------ Data for this task ------

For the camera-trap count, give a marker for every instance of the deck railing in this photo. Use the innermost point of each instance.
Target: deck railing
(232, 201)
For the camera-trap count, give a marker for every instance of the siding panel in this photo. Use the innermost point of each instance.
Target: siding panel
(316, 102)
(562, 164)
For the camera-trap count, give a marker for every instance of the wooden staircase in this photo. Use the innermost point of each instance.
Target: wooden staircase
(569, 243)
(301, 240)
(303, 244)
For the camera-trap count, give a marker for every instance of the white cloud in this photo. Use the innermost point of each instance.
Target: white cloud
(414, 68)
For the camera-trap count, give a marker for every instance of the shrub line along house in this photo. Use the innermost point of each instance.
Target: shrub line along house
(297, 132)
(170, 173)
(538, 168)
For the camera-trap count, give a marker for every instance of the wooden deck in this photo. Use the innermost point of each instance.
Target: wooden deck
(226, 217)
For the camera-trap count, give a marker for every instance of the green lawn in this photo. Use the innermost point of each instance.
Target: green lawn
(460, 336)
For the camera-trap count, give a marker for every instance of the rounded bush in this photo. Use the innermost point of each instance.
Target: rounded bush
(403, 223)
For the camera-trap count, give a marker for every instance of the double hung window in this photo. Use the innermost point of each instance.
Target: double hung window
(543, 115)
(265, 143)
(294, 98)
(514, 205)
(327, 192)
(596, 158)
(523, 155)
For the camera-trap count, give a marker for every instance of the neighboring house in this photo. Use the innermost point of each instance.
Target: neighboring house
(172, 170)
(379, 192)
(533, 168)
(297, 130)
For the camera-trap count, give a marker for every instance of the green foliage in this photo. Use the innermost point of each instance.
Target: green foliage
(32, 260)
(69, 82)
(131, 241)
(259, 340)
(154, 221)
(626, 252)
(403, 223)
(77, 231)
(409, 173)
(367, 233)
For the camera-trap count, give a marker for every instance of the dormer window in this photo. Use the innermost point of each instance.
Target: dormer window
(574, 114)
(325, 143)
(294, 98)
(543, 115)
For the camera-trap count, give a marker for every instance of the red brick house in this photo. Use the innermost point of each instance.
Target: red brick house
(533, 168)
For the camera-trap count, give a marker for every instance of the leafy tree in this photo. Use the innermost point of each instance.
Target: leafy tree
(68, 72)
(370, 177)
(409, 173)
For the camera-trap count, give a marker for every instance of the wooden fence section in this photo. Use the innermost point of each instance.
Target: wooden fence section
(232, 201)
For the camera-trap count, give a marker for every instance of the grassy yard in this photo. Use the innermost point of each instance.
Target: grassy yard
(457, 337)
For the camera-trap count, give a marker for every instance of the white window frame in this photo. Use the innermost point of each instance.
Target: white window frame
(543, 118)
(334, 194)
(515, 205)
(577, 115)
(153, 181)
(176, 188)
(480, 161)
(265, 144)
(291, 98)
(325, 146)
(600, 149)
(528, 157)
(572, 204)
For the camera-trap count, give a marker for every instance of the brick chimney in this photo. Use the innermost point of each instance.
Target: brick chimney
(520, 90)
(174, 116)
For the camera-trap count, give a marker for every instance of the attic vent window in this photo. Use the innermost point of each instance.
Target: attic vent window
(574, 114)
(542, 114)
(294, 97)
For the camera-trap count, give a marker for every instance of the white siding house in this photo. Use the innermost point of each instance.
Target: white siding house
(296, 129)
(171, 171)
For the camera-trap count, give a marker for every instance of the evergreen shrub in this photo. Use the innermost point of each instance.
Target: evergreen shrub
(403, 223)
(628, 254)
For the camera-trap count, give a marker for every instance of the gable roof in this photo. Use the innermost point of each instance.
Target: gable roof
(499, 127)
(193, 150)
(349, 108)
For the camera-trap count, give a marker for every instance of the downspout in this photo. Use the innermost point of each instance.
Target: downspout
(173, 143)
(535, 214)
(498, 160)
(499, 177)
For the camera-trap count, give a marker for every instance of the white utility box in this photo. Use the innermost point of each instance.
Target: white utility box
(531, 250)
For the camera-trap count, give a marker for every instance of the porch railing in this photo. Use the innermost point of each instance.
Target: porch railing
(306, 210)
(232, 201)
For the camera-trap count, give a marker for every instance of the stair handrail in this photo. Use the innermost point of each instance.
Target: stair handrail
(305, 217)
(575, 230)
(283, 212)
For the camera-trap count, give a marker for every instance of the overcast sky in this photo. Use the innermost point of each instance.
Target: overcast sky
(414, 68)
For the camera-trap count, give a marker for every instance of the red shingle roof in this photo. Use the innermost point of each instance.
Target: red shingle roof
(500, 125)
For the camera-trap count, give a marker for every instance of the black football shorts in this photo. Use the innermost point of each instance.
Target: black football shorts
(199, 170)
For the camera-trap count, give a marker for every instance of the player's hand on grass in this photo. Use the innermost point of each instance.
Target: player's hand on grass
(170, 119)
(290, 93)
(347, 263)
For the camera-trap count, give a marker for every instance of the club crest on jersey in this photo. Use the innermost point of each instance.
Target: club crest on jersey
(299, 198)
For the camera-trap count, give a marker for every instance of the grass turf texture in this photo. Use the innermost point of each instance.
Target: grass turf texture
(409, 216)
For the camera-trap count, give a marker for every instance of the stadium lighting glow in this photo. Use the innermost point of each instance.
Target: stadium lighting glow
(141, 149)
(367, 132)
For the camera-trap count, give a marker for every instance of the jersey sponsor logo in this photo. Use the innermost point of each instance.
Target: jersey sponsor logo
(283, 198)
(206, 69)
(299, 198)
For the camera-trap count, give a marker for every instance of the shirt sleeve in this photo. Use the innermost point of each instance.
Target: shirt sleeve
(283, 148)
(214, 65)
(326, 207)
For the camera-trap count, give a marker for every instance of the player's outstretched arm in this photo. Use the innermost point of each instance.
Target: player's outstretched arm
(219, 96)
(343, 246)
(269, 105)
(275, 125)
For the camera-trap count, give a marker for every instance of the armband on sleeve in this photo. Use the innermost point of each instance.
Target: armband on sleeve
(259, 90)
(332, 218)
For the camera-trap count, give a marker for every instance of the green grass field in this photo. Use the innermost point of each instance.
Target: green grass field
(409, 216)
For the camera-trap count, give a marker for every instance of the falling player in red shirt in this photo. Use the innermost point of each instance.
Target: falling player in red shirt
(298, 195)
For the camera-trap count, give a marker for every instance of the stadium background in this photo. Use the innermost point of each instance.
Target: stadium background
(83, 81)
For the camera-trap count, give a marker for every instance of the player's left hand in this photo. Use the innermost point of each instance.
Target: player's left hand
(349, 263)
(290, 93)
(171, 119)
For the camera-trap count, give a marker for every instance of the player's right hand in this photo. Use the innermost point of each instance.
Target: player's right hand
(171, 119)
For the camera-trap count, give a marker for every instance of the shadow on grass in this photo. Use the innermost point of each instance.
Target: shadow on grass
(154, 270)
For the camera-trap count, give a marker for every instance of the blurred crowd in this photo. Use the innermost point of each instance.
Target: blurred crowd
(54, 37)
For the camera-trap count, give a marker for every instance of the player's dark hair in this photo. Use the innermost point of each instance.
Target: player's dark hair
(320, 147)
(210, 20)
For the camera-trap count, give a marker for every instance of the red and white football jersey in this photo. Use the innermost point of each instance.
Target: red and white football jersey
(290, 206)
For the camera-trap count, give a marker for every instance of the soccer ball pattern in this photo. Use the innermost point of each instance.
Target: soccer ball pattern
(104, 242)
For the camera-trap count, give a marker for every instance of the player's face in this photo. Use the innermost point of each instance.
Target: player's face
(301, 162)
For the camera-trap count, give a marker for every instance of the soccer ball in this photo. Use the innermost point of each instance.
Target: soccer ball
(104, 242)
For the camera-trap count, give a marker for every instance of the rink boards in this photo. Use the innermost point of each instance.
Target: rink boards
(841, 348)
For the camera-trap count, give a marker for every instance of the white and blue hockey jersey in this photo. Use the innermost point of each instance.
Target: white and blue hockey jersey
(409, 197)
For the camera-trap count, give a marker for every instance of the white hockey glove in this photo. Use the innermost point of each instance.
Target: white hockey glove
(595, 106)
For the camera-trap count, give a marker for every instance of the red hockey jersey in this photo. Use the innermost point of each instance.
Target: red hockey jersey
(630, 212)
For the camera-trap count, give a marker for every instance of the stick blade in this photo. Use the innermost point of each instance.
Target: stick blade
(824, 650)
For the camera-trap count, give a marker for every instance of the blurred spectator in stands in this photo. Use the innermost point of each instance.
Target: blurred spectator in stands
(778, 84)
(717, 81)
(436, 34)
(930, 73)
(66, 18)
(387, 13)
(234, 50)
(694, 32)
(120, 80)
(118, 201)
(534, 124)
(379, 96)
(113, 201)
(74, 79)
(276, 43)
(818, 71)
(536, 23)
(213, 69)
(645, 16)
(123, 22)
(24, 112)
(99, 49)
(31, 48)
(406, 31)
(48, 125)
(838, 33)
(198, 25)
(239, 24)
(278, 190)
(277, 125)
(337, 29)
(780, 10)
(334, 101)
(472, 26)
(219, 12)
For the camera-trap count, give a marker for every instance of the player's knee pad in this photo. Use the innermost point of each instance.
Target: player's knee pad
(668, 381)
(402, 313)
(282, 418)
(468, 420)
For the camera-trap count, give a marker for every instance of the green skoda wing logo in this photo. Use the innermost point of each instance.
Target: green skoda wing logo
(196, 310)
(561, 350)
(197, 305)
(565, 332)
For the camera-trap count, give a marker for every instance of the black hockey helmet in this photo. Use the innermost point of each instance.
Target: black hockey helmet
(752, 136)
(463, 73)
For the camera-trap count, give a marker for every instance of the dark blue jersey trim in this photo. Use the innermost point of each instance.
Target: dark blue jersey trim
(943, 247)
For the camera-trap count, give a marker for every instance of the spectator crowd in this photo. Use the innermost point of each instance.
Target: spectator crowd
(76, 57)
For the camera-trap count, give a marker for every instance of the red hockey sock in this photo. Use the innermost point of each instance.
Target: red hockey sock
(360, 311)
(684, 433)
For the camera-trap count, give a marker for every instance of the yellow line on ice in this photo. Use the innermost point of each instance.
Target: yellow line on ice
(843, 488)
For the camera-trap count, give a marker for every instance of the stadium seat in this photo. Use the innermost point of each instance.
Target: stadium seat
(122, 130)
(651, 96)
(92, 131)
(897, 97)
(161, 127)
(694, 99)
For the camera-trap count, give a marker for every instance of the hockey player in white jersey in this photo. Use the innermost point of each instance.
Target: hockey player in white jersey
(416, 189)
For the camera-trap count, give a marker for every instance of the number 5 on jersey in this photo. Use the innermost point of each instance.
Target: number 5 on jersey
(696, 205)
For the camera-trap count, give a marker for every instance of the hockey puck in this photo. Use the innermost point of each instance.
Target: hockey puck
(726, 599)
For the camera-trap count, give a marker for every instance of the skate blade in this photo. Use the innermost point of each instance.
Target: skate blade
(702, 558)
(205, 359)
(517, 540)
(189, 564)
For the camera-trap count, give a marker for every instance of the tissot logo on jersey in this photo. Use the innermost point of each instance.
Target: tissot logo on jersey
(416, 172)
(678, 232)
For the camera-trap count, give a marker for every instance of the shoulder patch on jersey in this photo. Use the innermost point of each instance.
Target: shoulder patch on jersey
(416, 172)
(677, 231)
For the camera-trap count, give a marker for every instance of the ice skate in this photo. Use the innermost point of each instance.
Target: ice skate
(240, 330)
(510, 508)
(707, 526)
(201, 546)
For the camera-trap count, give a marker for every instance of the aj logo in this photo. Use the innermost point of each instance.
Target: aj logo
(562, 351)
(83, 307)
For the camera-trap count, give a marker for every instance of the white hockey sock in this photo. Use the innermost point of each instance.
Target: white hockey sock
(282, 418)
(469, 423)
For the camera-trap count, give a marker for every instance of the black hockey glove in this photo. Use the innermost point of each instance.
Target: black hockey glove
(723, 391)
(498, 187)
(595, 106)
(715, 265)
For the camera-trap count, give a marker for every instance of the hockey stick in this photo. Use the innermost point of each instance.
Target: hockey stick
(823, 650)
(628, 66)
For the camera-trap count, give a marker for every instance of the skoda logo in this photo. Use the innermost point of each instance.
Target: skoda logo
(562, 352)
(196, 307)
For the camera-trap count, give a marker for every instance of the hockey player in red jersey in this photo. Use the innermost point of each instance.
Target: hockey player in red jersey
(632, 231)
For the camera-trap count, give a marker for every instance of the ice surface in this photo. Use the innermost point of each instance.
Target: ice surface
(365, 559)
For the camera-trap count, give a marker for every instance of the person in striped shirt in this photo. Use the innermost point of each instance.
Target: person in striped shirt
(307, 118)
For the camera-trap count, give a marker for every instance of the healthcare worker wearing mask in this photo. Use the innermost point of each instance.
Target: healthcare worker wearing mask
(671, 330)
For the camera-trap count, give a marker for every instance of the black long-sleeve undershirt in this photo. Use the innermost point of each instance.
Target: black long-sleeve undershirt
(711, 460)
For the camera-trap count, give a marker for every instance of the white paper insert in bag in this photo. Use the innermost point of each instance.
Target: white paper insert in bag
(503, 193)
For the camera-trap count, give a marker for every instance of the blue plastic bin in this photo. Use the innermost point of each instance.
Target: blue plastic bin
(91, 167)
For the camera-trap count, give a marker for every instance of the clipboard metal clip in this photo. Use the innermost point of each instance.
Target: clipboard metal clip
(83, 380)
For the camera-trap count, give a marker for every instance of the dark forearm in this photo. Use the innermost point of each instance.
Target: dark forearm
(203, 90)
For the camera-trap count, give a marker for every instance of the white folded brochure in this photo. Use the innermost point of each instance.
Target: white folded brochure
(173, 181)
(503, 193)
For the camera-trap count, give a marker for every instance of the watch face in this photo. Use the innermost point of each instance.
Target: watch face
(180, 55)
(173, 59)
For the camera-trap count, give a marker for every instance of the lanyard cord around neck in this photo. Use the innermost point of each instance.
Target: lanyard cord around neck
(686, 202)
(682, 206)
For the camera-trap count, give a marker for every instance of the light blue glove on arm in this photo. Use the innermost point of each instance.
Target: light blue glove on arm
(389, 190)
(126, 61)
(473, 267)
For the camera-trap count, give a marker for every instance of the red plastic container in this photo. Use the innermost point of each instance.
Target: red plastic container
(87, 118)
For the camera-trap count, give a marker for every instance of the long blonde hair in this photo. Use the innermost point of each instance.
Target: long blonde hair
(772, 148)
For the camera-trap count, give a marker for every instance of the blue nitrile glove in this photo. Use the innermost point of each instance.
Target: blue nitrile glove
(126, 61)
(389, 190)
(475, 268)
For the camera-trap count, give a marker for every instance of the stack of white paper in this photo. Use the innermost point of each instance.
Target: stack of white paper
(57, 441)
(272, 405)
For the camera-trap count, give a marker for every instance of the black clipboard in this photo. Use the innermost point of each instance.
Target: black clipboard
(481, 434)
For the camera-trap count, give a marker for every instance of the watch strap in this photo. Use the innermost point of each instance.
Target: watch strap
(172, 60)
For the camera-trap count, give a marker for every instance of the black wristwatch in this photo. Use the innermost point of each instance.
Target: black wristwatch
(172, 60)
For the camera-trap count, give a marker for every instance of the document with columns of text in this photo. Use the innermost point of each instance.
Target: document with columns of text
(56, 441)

------

◆ Action item
Once the line containing "of the shrub" has been written out, please stop; every line before it, back to the first line of the records above, should be given exactly.

◆ Output
For the camera-trap count, give a marker for every instance of the deck railing in this photo. Use the innermost point of each instance.
Target: deck railing
(232, 201)
For the camera-trap count, give a marker for every instance of the siding panel in this photo. Use the innermost point of each instance.
Target: siding panel
(316, 102)
(562, 164)
For the camera-trap count, give a marker for every instance of the wooden staircase in this photo. Use the innermost point of each instance.
Target: wooden staircase
(569, 243)
(301, 240)
(303, 244)
For the camera-trap count, give a marker for every instance of the white cloud in this photo. Use the innermost point of each instance.
Target: white cloud
(414, 68)
For the camera-trap count, give a marker for every instance of the shrub line along house in this photo. Use the innermost point of each instance.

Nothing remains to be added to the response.